TASK REQUIREMENTS:
Please answer these questions using the passage about store signs below.
1. Which store is now across the street from the church?
2. Which logo is still underneath on the outside of the building's Broadway side door?
3. On which street and in which city was the K&B that marked the turn to the grandparents' house?

SELECTED EXCERPT:
◇ ◇ ◇

There are signs that mark our lives and connect with the essence of who we are. Scents and songs and images, but the signs are just as significant. We have a Walgreen’s across the street from the church now. Have you even noticed? It’s been the Rite Aid for as long as I’ve lived here, but I’m smart enough to know that it’s really the K&B. And I know that if you peel the signs off of the Broadway side door of that building, the K&B logo is still underneath everything on the outside. The K&B on Springhill Avenue in Mobile was the marker to turn to my grandparents house. A marking sign in my childhood that we were almost there.

◇ ◇ ◇

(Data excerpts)
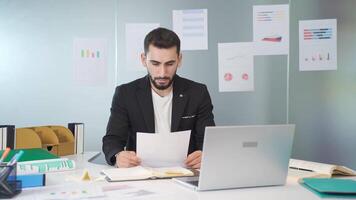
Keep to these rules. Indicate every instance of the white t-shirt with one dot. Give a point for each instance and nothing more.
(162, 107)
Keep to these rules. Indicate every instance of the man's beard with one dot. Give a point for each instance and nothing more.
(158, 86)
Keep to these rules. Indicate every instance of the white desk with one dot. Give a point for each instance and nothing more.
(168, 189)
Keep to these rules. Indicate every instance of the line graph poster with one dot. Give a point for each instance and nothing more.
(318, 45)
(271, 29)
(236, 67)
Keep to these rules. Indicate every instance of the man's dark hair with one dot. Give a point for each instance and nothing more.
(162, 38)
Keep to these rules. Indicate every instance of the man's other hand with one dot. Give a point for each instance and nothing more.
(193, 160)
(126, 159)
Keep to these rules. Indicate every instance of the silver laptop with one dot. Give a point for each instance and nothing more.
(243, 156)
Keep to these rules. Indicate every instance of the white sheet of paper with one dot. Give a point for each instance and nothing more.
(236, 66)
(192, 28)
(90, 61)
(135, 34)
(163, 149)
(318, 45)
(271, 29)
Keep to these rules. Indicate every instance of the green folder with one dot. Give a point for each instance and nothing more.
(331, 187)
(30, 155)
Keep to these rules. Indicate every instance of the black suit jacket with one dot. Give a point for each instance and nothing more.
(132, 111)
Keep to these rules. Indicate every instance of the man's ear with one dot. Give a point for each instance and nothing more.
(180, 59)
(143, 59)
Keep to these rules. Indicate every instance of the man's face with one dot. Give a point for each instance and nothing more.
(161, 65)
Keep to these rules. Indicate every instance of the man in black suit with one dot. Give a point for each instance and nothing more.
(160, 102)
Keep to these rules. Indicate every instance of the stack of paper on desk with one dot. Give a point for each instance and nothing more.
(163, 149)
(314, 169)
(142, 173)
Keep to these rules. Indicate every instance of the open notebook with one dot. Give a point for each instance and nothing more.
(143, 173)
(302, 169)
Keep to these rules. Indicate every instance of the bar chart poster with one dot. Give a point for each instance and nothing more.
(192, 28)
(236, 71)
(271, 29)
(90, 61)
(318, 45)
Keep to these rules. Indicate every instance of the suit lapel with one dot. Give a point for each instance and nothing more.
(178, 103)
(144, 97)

◇ ◇ ◇

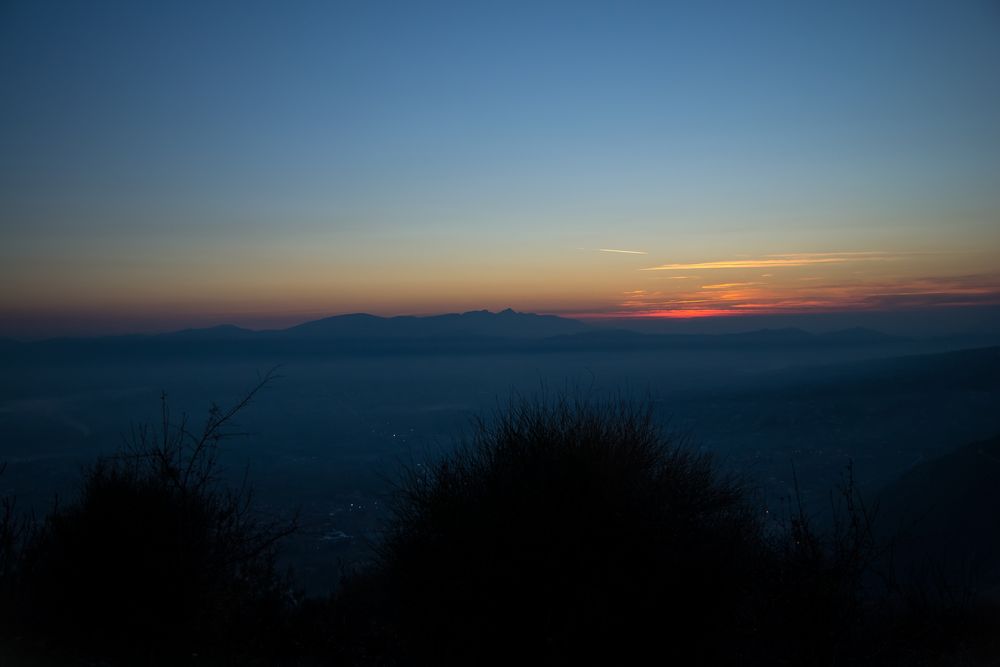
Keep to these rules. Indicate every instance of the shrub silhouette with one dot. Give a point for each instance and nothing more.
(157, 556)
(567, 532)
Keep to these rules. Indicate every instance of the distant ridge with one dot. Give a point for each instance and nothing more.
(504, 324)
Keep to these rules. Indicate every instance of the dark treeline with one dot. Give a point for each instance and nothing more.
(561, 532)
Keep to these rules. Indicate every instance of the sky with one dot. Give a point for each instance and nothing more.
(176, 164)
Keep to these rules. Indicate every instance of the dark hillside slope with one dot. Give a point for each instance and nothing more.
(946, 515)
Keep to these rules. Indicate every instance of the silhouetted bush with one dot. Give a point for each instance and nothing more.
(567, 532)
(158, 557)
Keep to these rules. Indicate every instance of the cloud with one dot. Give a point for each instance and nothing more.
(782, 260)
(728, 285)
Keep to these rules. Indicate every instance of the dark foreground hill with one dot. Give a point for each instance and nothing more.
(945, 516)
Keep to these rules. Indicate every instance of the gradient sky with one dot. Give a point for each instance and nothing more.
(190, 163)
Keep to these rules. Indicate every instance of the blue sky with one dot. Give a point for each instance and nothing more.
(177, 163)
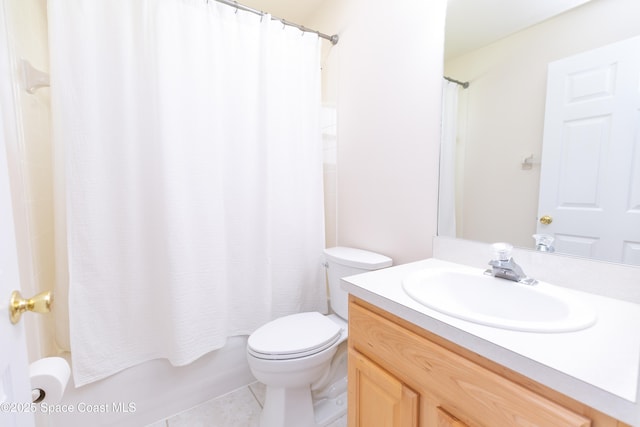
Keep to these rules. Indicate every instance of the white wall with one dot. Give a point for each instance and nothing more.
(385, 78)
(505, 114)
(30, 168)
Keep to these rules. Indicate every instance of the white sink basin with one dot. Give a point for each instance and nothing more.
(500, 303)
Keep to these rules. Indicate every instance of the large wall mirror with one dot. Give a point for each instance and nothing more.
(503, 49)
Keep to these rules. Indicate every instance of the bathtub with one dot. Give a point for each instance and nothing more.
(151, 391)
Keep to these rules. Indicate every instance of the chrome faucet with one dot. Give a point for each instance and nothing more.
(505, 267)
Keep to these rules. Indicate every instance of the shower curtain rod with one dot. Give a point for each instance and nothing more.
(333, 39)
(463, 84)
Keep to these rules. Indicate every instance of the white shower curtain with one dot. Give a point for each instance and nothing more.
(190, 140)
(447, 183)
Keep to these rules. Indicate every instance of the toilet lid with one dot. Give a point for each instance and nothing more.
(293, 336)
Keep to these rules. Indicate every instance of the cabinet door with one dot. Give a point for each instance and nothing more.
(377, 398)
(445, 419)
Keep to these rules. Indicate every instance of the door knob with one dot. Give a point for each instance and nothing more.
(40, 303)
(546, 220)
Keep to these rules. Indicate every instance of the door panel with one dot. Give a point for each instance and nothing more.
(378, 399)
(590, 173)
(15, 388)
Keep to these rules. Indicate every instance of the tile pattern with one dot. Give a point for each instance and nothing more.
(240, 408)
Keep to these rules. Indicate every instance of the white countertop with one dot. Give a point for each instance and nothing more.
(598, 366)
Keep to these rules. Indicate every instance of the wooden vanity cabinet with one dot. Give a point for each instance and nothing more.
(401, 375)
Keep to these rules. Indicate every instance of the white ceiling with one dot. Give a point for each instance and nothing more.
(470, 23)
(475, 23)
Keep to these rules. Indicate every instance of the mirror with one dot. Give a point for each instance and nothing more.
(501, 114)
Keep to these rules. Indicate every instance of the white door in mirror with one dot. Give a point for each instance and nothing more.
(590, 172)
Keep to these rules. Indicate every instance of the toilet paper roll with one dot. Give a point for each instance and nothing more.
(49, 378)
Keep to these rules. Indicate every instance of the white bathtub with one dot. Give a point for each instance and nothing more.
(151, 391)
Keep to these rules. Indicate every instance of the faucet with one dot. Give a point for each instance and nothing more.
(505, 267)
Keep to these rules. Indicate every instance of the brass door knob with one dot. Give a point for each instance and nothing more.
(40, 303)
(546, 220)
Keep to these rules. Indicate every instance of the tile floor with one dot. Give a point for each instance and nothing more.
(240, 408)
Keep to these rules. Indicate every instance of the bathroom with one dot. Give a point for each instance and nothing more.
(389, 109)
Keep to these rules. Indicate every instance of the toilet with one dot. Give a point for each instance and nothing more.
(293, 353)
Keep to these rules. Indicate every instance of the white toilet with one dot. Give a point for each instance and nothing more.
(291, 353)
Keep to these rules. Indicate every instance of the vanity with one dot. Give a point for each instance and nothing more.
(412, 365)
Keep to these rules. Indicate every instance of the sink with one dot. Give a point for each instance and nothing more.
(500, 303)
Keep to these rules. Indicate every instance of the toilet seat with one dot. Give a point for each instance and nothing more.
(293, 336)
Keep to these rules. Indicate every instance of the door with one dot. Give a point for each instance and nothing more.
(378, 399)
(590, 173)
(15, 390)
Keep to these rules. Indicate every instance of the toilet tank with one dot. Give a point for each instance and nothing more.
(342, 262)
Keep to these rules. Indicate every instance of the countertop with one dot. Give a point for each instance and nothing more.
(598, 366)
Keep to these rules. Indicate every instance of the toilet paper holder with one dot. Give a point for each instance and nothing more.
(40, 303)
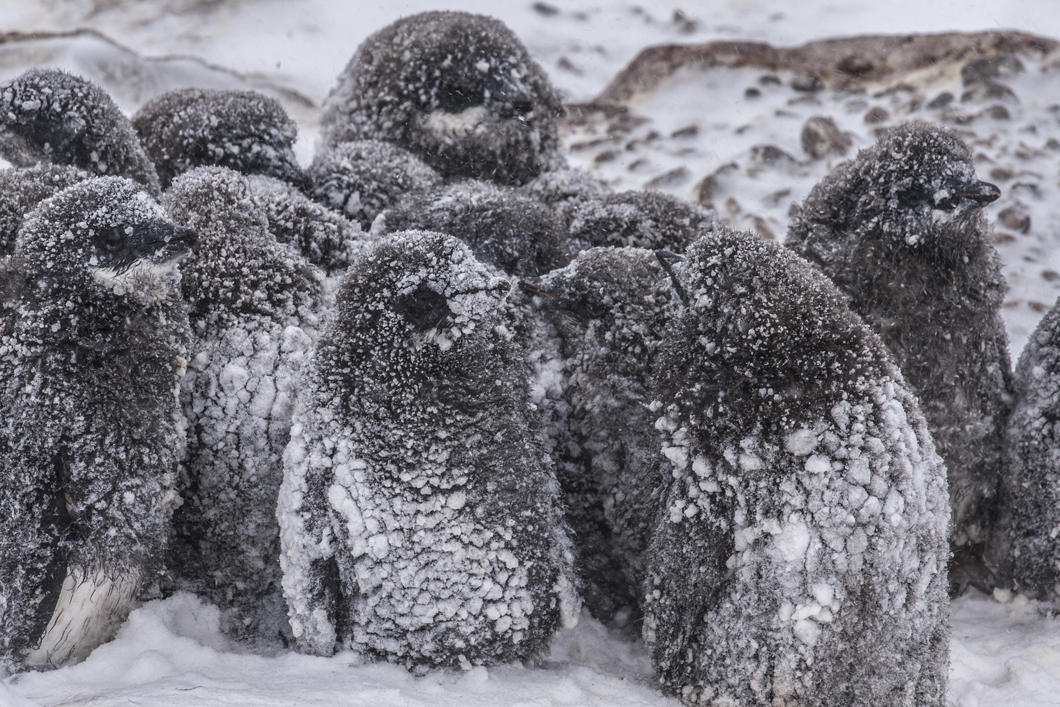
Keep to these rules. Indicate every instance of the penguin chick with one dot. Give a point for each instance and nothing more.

◇ ◇ ◇

ANSWER SPACE:
1. Walgreen's
2. The K&B logo
3. Springhill Avenue in Mobile